(Stored entries)
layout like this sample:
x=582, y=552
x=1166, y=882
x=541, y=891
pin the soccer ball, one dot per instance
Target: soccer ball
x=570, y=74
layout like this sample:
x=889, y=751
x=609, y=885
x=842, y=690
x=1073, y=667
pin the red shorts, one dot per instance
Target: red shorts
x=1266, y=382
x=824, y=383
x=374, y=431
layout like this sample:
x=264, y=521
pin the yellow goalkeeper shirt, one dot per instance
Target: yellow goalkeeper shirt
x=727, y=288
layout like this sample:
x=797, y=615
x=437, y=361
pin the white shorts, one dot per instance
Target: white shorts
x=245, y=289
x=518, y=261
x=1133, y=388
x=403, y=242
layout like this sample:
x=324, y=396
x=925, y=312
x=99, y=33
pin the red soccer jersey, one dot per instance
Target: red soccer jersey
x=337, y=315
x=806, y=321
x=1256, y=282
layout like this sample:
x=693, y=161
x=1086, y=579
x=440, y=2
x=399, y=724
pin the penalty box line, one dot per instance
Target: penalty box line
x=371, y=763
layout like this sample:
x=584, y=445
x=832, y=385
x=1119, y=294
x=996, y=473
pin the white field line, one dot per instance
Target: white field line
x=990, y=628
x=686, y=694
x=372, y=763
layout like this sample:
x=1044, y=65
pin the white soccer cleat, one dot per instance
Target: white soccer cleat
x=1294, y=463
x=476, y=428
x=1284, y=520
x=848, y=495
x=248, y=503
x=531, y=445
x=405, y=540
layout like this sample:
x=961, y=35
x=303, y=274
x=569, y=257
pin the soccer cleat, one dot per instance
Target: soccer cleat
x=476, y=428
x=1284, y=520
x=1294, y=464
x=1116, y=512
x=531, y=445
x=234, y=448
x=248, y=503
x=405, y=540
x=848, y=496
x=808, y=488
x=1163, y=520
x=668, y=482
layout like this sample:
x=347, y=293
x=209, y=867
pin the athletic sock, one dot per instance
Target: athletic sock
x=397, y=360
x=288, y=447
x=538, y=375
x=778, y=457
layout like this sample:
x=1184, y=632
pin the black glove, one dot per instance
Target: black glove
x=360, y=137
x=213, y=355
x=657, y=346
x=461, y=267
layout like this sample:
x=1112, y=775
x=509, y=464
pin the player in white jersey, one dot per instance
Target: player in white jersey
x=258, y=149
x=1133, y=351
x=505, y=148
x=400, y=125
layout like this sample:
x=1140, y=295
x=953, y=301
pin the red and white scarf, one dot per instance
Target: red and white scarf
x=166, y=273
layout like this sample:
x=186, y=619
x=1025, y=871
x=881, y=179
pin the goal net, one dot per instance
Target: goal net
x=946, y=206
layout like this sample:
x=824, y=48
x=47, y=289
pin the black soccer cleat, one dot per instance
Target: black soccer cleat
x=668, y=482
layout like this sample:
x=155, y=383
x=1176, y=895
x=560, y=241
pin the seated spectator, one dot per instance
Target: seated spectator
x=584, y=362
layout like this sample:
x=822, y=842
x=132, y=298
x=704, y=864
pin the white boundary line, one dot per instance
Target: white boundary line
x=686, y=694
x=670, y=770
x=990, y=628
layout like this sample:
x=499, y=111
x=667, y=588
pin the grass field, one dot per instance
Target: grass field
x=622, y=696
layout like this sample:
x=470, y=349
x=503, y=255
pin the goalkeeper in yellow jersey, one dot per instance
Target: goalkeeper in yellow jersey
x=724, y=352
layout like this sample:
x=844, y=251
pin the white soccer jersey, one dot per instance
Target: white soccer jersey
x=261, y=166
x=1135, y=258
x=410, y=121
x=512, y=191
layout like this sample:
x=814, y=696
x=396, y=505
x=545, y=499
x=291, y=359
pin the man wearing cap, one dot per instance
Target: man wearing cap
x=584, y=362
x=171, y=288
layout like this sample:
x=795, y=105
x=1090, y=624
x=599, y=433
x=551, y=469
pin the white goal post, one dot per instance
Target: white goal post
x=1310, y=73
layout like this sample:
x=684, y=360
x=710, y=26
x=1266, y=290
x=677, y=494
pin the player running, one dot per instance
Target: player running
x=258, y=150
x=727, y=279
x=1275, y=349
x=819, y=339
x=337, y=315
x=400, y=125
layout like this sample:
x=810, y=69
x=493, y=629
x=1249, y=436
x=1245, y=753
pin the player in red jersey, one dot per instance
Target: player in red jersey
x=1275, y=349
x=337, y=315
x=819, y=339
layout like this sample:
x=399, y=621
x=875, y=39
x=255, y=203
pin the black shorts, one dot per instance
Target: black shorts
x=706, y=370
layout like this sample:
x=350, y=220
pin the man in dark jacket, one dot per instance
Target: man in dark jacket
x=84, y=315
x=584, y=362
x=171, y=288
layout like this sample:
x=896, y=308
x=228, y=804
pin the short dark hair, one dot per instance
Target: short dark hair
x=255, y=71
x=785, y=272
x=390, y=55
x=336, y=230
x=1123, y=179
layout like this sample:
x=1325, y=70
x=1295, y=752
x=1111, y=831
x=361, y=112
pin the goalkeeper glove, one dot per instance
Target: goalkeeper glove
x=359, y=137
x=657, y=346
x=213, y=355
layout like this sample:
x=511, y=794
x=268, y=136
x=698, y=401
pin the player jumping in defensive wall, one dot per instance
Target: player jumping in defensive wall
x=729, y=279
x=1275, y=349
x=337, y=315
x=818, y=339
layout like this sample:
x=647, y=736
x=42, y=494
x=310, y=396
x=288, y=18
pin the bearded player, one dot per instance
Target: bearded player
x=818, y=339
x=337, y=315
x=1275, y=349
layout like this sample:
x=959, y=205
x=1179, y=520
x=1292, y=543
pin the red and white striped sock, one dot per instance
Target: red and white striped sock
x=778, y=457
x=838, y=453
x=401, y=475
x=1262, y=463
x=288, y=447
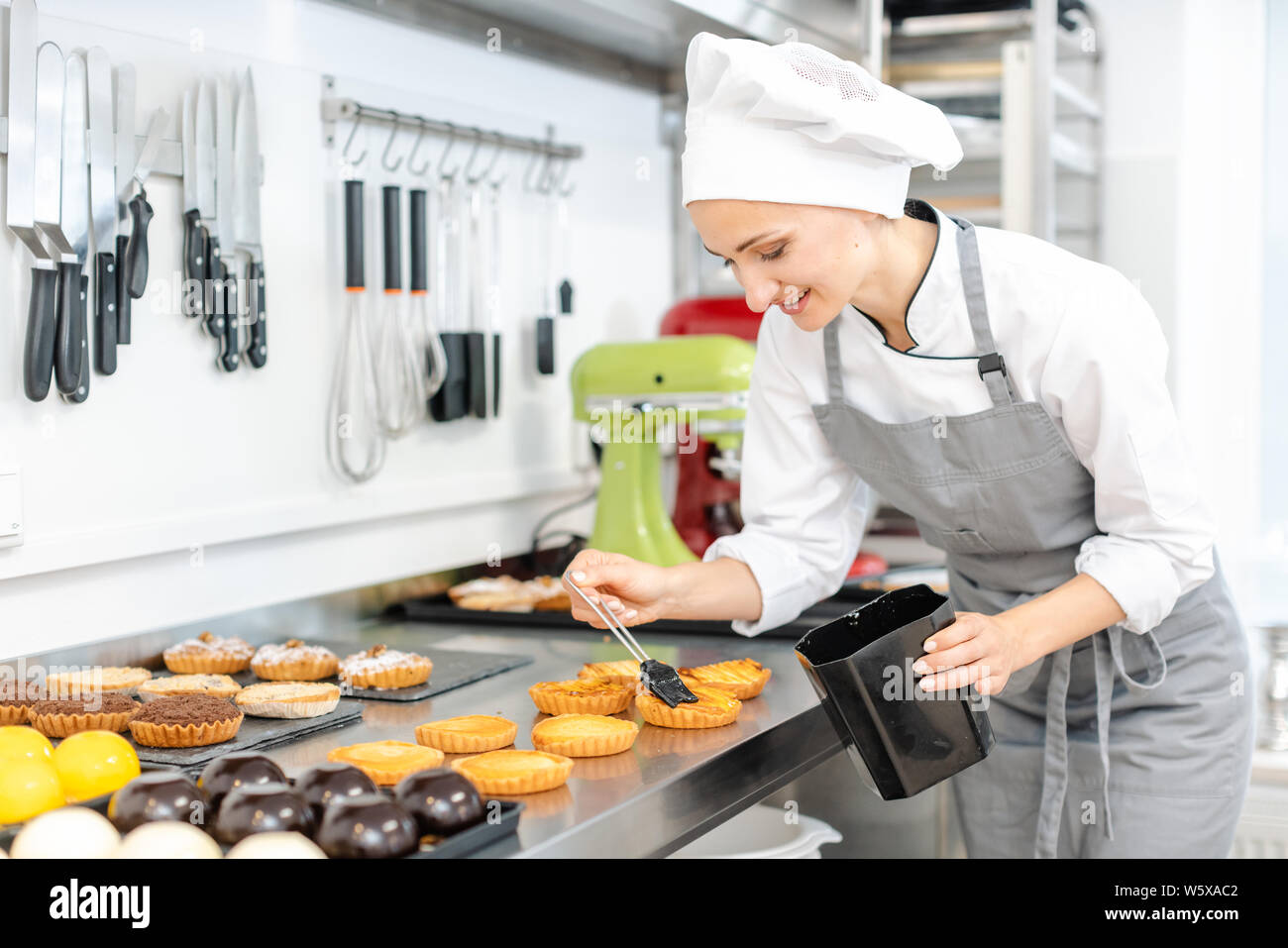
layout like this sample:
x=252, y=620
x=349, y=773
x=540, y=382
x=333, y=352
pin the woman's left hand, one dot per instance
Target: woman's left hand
x=975, y=649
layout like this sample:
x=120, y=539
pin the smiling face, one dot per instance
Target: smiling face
x=805, y=260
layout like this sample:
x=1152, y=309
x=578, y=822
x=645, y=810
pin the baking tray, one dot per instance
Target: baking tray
x=256, y=733
x=452, y=669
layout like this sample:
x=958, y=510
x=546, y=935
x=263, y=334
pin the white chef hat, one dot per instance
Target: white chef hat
x=794, y=124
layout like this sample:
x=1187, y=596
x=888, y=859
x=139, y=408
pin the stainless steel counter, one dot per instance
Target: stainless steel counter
x=669, y=789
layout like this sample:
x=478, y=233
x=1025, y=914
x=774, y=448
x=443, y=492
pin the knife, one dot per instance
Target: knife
x=51, y=85
x=141, y=211
x=193, y=237
x=204, y=133
x=75, y=226
x=230, y=356
x=124, y=162
x=246, y=217
x=102, y=191
x=38, y=360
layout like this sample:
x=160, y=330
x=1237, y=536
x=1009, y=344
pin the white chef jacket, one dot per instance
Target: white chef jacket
x=1077, y=338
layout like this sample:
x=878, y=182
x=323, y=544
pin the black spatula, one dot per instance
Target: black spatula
x=658, y=678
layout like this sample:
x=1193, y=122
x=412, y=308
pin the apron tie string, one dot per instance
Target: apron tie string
x=1055, y=779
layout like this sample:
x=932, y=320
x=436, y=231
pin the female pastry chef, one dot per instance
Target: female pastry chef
x=1008, y=394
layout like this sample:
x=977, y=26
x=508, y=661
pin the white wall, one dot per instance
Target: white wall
x=1183, y=196
x=178, y=492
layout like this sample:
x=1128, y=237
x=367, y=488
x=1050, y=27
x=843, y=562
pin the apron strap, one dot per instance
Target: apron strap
x=992, y=368
x=1055, y=764
x=832, y=363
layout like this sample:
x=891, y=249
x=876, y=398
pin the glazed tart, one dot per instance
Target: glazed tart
x=623, y=673
x=16, y=700
x=584, y=736
x=209, y=655
x=713, y=708
x=294, y=662
x=514, y=772
x=187, y=720
x=583, y=695
x=291, y=699
x=106, y=711
x=743, y=678
x=386, y=762
x=384, y=668
x=218, y=685
x=468, y=734
x=72, y=685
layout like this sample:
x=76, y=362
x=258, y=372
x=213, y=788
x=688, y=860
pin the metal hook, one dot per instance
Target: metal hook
x=485, y=171
x=451, y=141
x=344, y=154
x=393, y=134
x=411, y=165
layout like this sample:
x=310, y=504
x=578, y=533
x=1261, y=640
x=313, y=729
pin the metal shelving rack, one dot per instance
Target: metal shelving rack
x=1022, y=93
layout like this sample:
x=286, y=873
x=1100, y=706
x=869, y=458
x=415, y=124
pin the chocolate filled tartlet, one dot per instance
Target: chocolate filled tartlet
x=106, y=711
x=192, y=720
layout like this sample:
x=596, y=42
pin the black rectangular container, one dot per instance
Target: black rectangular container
x=902, y=740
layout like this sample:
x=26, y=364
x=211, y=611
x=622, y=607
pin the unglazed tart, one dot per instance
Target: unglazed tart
x=713, y=708
x=514, y=772
x=743, y=678
x=219, y=685
x=623, y=673
x=72, y=685
x=209, y=655
x=581, y=695
x=468, y=734
x=584, y=736
x=384, y=668
x=294, y=661
x=386, y=762
x=294, y=699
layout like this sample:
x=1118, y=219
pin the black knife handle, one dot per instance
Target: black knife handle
x=355, y=274
x=81, y=391
x=393, y=236
x=123, y=295
x=213, y=299
x=193, y=260
x=230, y=357
x=258, y=353
x=137, y=254
x=496, y=373
x=38, y=361
x=104, y=313
x=419, y=258
x=67, y=348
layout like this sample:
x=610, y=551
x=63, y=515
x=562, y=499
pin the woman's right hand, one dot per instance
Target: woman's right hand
x=632, y=590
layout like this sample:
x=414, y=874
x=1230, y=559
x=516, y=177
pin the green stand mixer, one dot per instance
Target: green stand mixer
x=638, y=395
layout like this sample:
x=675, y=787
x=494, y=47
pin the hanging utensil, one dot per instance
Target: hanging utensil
x=398, y=385
x=436, y=359
x=22, y=172
x=356, y=446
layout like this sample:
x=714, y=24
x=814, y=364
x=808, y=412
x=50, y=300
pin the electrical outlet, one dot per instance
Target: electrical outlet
x=11, y=506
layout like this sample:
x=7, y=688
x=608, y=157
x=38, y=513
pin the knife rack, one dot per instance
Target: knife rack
x=168, y=156
x=335, y=110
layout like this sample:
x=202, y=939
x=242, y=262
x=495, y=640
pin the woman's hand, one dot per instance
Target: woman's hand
x=634, y=591
x=980, y=651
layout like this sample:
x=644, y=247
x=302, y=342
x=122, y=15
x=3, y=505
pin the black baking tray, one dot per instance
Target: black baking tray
x=452, y=669
x=256, y=733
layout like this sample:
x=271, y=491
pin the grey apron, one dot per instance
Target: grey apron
x=1010, y=504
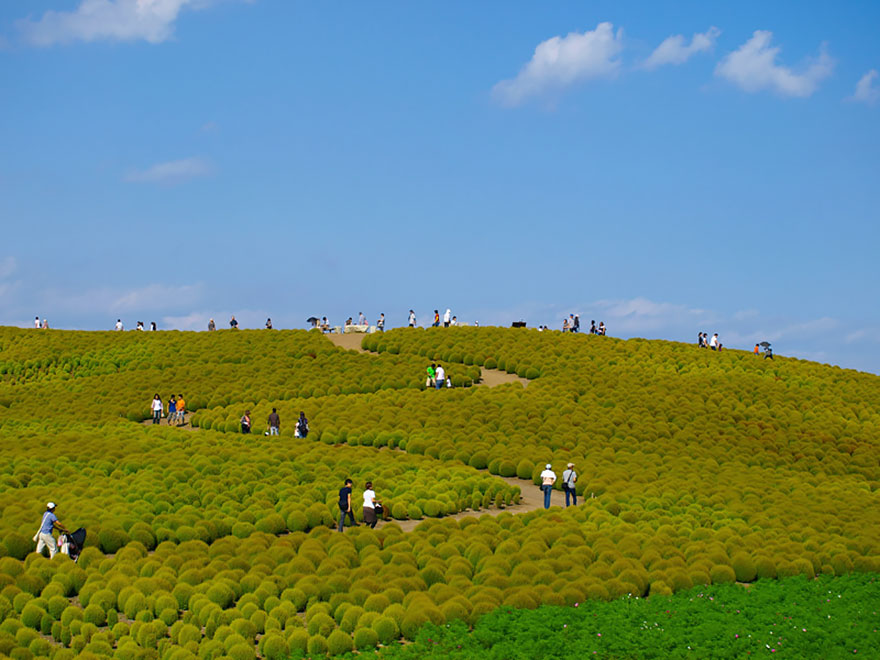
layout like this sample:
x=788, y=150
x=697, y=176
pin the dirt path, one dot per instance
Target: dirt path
x=531, y=499
x=488, y=377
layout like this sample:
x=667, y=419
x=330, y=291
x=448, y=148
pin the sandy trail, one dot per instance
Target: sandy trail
x=488, y=377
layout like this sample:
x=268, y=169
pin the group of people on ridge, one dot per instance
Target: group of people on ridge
x=176, y=410
x=273, y=424
x=372, y=508
x=437, y=377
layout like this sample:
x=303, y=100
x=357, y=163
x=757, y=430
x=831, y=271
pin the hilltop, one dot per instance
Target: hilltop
x=696, y=468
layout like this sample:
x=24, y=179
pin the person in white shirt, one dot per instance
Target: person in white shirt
x=569, y=478
x=439, y=376
x=548, y=478
x=370, y=502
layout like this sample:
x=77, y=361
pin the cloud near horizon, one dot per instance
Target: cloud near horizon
x=111, y=20
x=753, y=68
x=171, y=172
x=560, y=62
x=674, y=51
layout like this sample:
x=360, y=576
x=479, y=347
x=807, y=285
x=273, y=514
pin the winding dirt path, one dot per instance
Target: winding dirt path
x=488, y=377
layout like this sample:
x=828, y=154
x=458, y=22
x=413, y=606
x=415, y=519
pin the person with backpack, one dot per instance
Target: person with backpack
x=302, y=426
x=345, y=505
x=569, y=478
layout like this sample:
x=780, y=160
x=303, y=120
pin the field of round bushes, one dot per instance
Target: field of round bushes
x=696, y=468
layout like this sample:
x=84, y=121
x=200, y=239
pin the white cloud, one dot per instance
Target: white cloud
x=753, y=68
x=560, y=62
x=112, y=20
x=866, y=90
x=674, y=51
x=175, y=171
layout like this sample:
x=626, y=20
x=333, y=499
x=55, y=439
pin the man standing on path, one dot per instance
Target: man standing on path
x=181, y=410
x=548, y=478
x=345, y=505
x=569, y=478
x=172, y=410
x=44, y=537
x=440, y=377
x=274, y=422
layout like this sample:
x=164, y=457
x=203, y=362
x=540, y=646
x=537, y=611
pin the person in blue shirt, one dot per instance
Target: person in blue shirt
x=44, y=536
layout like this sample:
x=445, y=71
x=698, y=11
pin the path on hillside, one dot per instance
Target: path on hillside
x=531, y=499
x=488, y=377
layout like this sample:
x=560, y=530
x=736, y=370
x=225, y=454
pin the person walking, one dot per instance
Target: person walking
x=181, y=410
x=43, y=538
x=345, y=505
x=548, y=478
x=370, y=503
x=156, y=408
x=274, y=422
x=302, y=426
x=440, y=377
x=172, y=410
x=569, y=478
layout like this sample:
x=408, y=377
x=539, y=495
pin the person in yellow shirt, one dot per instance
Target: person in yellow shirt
x=181, y=410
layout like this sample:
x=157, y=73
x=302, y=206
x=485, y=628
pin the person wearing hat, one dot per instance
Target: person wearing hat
x=569, y=477
x=44, y=536
x=548, y=478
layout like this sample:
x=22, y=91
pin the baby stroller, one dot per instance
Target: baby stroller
x=72, y=544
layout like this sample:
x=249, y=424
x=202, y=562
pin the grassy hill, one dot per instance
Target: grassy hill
x=696, y=468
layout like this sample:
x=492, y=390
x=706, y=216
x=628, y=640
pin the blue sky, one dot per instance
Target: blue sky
x=666, y=168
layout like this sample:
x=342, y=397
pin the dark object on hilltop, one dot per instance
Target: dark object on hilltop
x=75, y=542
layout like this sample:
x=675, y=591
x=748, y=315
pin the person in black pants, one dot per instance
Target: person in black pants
x=345, y=505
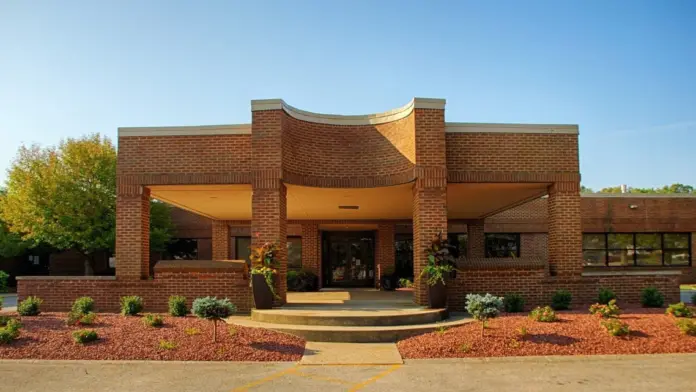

EXERCISE DESCRIPTION: Format the records above as a Markdown table with the columns Row and Record line, covering the part from the first line through the line containing "x=374, y=431", both included. Number each line and leave out blank lines.

THE OUTPUT:
| Row | Record line |
|---|---|
| 1 | layout like this sample: |
| 2 | x=582, y=552 |
| 3 | x=1166, y=882 |
| 4 | x=541, y=891 |
| 5 | pin the soccer ball, one dot per instance |
| 6 | Target: soccer ball |
| 7 | x=570, y=74 |
| 8 | layout like this sample: |
| 9 | x=889, y=751 |
| 10 | x=609, y=885 |
| 11 | x=842, y=690 |
| 12 | x=1073, y=667 |
| 13 | pin the red shorts, one dot per instance |
| 14 | Target: red shorts |
| 15 | x=1266, y=382 |
| 16 | x=824, y=383 |
| 17 | x=374, y=431 |